Set exercise
Substitute "image" for "photograph" throughout every one of the entries below, and reproduce them otherwise unchanged.

Pointing records
···

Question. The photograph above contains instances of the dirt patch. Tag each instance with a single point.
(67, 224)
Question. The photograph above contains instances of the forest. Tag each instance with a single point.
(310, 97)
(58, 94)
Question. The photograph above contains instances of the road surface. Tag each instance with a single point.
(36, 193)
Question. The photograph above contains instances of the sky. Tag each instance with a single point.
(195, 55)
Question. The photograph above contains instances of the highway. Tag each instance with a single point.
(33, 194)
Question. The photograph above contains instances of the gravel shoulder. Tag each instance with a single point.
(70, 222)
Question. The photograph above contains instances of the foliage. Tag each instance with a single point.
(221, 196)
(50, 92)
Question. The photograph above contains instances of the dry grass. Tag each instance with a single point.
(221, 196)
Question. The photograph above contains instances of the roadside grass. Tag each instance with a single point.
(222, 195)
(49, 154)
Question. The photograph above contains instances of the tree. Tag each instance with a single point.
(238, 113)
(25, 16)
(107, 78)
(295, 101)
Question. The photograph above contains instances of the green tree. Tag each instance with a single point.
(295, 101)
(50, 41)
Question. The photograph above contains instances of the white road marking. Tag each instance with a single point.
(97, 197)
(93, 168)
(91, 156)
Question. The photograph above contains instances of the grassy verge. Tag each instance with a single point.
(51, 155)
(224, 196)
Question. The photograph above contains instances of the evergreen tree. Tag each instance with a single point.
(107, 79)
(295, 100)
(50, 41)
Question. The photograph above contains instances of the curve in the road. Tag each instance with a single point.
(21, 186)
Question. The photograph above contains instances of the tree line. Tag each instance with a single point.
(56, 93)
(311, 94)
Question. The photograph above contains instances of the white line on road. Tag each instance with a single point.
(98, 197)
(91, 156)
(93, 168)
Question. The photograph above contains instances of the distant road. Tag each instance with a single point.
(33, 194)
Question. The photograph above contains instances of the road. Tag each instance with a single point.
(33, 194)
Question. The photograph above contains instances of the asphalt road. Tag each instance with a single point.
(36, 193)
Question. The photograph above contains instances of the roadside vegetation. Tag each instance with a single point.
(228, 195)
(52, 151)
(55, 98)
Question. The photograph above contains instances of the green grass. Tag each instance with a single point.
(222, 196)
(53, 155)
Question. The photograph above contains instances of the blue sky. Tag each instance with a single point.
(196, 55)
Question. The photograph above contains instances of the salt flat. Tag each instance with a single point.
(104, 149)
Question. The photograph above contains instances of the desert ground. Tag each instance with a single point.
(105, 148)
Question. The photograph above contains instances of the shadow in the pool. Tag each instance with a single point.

···

Reply
Question. The image above contains instances of the dirt patch. Tag each instance with a single point.
(67, 224)
Question. The image above contains instances of the forest. Tag each instance with a single point.
(310, 97)
(58, 94)
Question. The image above contains instances of the road surface. Tag each instance with a single point.
(36, 193)
Question. The image above contains instances of the sky. Tag each instance with a single point.
(195, 55)
Question. The image above contains instances of the highway. Tag each instance with a single point.
(33, 194)
Question. The image above contains instances of the gravel shoulder. Tag each instance with a single point.
(70, 222)
Question. The image above contains instances of the foliage. Tag each instance with a single point.
(221, 196)
(50, 92)
Question. The image above contains instances of the dry grass. Tag each instance with a single point.
(221, 196)
Question. The image above contains instances of the roadside grass. Tag each instance with a single point.
(222, 195)
(49, 154)
Question. The image above contains instances of the tree. Tag each instance with a single point.
(238, 113)
(25, 16)
(107, 78)
(295, 101)
Question. The image above contains instances of the green tree. Tag each instance with a single point.
(295, 101)
(50, 41)
Question. The image above contains instances of the white road marking. Tag each instance with a single point.
(97, 197)
(93, 168)
(91, 156)
Question. The image above contains instances of the grassy verge. Tag each instance with a single point.
(51, 155)
(224, 196)
Question. The image above contains instances of the evergreen tree. Tag each instance with a single point.
(107, 79)
(295, 100)
(50, 41)
Question. The image above contains instances of the curve in the road. Tag each instance with a single point.
(21, 186)
Question. The image above contains instances of the tree line. Tag each instance with a single point.
(56, 93)
(311, 94)
Question. The image above contains instances of the white line on road. Tag each instance with a single point.
(98, 197)
(91, 156)
(93, 168)
Question. The image above contains instances of the distant road. Tag each instance with a single point.
(33, 194)
Question. The image above contains instances of the road. Tag each instance with a single point.
(33, 194)
Question. The image above contains instances of the asphalt road. Tag each instance with a single point.
(36, 193)
Question. The image above contains instances of the roadside vegetation. Tag each instance with a single point.
(228, 195)
(52, 151)
(55, 98)
Question. The image above contains instances of the green grass. Tag each instance with a single point.
(222, 196)
(53, 155)
Question. The image above contains instances of the blue sky. Tag each instance with a single point.
(196, 55)
Question. The image above contains instances of the salt flat. Tag each instance with a single point.
(104, 149)
Question. The image above contains instances of the desert ground. Tag each instance with a single point.
(105, 148)
Question. The image above contains instances of the shadow in the pool. Tag each instance with a single point.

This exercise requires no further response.